** START Data for this task **
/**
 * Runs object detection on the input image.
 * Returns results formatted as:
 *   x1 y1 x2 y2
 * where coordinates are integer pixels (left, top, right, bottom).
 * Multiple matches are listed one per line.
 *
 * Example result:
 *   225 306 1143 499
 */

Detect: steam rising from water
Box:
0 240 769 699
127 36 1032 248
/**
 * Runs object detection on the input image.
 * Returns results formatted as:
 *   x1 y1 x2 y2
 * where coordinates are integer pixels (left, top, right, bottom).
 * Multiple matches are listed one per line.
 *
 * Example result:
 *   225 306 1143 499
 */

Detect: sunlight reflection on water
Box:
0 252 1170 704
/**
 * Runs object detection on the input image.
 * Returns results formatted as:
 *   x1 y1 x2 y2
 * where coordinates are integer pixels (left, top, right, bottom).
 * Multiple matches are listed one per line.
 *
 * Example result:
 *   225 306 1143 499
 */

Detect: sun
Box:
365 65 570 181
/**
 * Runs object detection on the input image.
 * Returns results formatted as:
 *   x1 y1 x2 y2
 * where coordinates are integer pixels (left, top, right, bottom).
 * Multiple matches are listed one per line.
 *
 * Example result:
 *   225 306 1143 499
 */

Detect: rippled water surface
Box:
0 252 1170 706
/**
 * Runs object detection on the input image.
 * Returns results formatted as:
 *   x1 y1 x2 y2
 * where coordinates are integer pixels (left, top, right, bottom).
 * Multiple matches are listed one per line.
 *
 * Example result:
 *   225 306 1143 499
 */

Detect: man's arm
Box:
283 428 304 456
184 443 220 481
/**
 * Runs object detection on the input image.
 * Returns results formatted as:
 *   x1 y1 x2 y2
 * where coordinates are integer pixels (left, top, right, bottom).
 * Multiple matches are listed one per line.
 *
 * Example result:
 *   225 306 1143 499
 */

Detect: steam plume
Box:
** END Data for this task **
→ **Work required**
Rewrite the records from their start through the line holding "0 252 1170 704", inclusive, keeping the requests, and scale every bounding-box coordinate in the answers by 2.25, rounding to whole numbers with halves rounded up. Leave the numbers in the requests and their format samples unchanged.

→ **Result below**
/**
 * Runs object detection on the input image.
 * Returns results formatted as:
 *   x1 y1 x2 y2
 * where coordinates are integer pixels (left, top, right, bottom).
 * Multiple matches are listed one per line.
 *
 * Example result:
 *   225 306 1143 499
 */

Detect: steam rising from water
Box:
0 540 1730 1573
286 81 2322 558
/**
 * Runs object detection on the input image.
 * Returns results formatted as:
 *   x1 y1 x2 y2
 * where coordinates are integer pixels (left, top, right, bottom).
 * Multiple matches are listed one per line.
 *
 * Example result:
 *   225 306 1143 499
 */

Detect: sunlight reflection on water
Box:
0 567 2633 1584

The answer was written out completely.